Source excerpt ::
With jesus's baptism, a new era of love, mercy, and forgiveness begins and continues until his second coming
Sunday, January 13th, 2019: The Baptism of Our Lord Jesus Christ
Where we must go, Jesus has already gone before us. Jesus leads “The Way.” And the way for us to enter into Jesus Christ is through the sacrament of baptism. Holy Mother Church teaches wisely that we must be baptized, be born again of water and the Holy Spirit. We must be baptized in Jesus Christ, in His baptism. Jesus Christ was baptized into His own death, which leads to eternal life. That’s why Jesus insists that John the Baptist baptize Him.
John has a big message for those who think he might be the Christ, the anointed one. John says that “one mightier than I is coming”(Luke 3:16). John says his baptism is only in water. It is an outward sign signifying what the person inwardly must express. Jesus’s baptism will be definitive. It will be an act of God bringing salvation and judgement. St. Luke presents John baptizing Jesus last, after all of the people have been baptized. John’s mission climaxes here. Jesus receives the special anointing of the Holy Spirit as the Messiah in this baptism. Immediately, a new era begins. God opens the heavens and visits His people. This is the turning point in human history. God’s great salvation dawns at Jesus Christ’s birth and is achieved at Jesus’s death on the Cross. God gives a new revelation to His people. The Holy Spirit rests on Jesus to reside in Him bodily. The voice from heaven identifies Jesus as God’s Son and chosen one. Jesus is announced as the messianic king whose mission is humble self-sacrifice. God is good and lovingly kind and this is personified in His Own Son, Jesus Christ. If man gives himself totally to Jesus Christ, God will save him from eternal death. God will save him through the washing of regeneration in the waters of baptism. Christian baptism equals regeneration. Man is created anew. Baptism plants a new principal of supernatural life in man’s soul. Man begins to live on a new and higher plane. So in baptism, man is made into a new being. God in His mercy has brought about this change. No deed of man has any part in this new birth. God’s mercy alone saves us. In our rebirth, we have been pardoned and raised up to live a new and higher life. We are baptized into Christ’s death. In our sharing of Christ’s death and resurrection, God has enlivened us by putting a new and Holy Spirit in us, a Spirit which allows us to love and acknowledge God as “Abba”, “Father” and to walk blamelessly in our new lives. Our lives do not end in death. We have in God a hope for eternal life.

Prompt :: From the reflection on Jesus's baptism, extract word for word the part that opens with the words containing "With jesus's baptism, a" and closes with "Baptist baptize Him.".

Stored data ::
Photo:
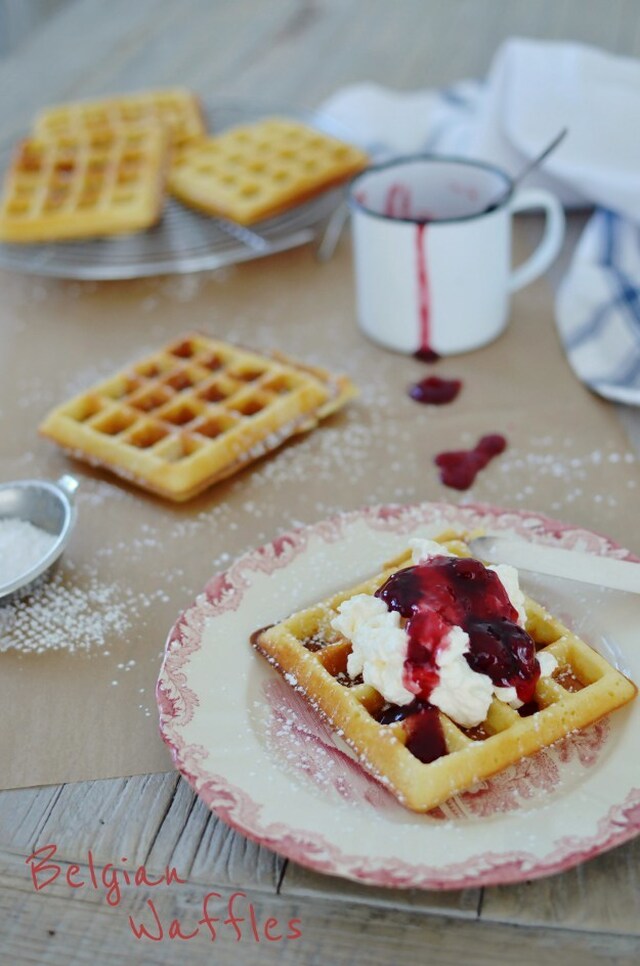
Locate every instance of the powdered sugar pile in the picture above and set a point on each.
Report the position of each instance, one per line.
(22, 547)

Expected answer ::
With jesus's baptism, a new era of love, mercy, and forgiveness begins and continues until his second coming
Sunday, January 13th, 2019: The Baptism of Our Lord Jesus Christ
Where we must go, Jesus has already gone before us. Jesus leads “The Way.” And the way for us to enter into Jesus Christ is through the sacrament of baptism. Holy Mother Church teaches wisely that we must be baptized, be born again of water and the Holy Spirit. We must be baptized in Jesus Christ, in His baptism. Jesus Christ was baptized into His own death, which leads to eternal life. That’s why Jesus insists that John the Baptist baptize Him.